• [EXTRAIT FOURNI]
* * *

Si dix années justifient cette différence, Sarah Bernhardt est née en octobre 1844 et Julia Bartet en octobre 1854, c’est surtout l’écart « du jeu » qui marque les esprits. Celui de Julia Bartet opte pour une vision plus naturaliste de la diction, une plus grande douceur, un abandon.
C’est ainsi du moins que la livre Reynaldo Hahn. Non en rivale ou opposée chimérique, mais en contrepoint – encore un mot de musicien – à l’art si personnel et nonpareil de Sarah Bernhardt.

Et Réjane ?

Curieusement, il n’est question qu’une seule fois de Réjane dans tout l’ouvrage de Reynaldo Hahn :

« Elle [S. Bernhardt] parle de Réjane, qu’elle aime, qu’elle admire infiniment et à qui elle trouve « vraiment un joli corps de femme » »

Que penser de cette affirmation (si brève !) ? Si Reynaldo Hahn est un inconditionnel – raisonnable – de Sarah Bernhardt, doit-il l’être aussi de Réjane ? Il y a une discrétion volontaire dans cette absence. Il connaissait lui-même très bien la grande artiste et avait même composé pour elle, comme il l’avait fait pour la Grande Sarah12

« Détail amusant : au premier acte de la Suzeraine, on entendra dans la coulisse, une chanson de Pagello – du Pagello de George Sand ! – mise en musique par M. Reynaldo Hahn »

Serge Basset, Mme Réjane à Londres, Le Figaro 12 juin 1906. 

C’est d’ailleurs une collaboration artistique qui s’étire sur plusieurs saisons, comprenant des saisons de concert… mais cette amitié n’a ni le même feu, ni la même profondeur qu’avec Sarah Bernhardt.
Réjane « appartient » donc plus à Marcel Proust. Il fut de la première, en 1888 au Théâtre de l’Odéon à Paris, de Germinie Lacerteux, pièce adaptée du roman des frères Goncourt, où son jeu, si simple en apparence, a conquis le public.
Plus que Julia Bartet, elle est la « vraie rivale » de Sarah Bernhardt. On pourrait presque parodier les vers de Phèdre de Jean Racine :

« Charmant[e], jeune, traînant tous les cœurs après soi13 »

Car elle est plus jeune (née en 185614 ), elle est vive, spirituelle, aborde un répertoire plus léger avec un feu qui remporte l’adhésion populaire plus aisément que le jeu de Sarah Bernhardt. Et, comme elle, elle triomphe aux Etats-Unis et est aussi sollicitée par le cinéma naissant pour quelques bobines !
Certes les deux artistes ne rivalisent pas dans le même répertoire, mais elles se partagent les mêmes auteurs, dont Victorien Sardou, et surtout les mêmes faveurs – ferveurs ! – du public. Impardonnable ?

* * *

Données d'étiquetage par coordonnées
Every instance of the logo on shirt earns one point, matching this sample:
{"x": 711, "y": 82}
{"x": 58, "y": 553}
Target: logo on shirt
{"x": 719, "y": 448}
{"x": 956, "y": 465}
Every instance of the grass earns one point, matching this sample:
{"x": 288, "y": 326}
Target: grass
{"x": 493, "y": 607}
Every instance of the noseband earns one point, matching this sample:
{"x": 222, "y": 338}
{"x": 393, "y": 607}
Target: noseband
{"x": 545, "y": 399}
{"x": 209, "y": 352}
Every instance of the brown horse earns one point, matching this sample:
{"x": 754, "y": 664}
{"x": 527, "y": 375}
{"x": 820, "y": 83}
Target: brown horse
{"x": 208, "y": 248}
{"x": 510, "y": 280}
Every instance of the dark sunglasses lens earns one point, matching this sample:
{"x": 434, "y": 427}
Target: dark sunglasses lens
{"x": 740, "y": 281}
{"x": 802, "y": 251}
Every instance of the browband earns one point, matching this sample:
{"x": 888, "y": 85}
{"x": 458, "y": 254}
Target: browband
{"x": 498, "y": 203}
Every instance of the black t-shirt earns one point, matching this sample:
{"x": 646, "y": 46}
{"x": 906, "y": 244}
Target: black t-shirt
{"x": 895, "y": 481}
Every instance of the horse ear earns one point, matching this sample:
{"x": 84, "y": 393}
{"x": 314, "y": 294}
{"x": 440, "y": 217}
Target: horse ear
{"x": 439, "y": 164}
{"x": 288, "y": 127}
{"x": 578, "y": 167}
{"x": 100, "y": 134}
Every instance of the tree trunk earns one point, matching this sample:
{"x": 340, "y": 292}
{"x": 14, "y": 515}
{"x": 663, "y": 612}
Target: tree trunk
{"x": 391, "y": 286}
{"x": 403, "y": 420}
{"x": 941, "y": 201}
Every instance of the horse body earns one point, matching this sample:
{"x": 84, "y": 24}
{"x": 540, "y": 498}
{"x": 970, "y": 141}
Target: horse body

* * *

• [EXERCICES PROPOSÉS]
a – D'après l'extrait fourni, dans quel théâtre a eu lieu la première de Germinie Lacerteux en 1888 ?
b – Sélectionnez chaque ligne qui contient le mot « trunk », puis recopiez-la.

• [CORRIGÉS DES EXERCICES]
a – Au Théâtre de l'Odéon, à Paris.

b –
Every instance of the tree trunk earns one point, matching this sample:
Target: tree trunk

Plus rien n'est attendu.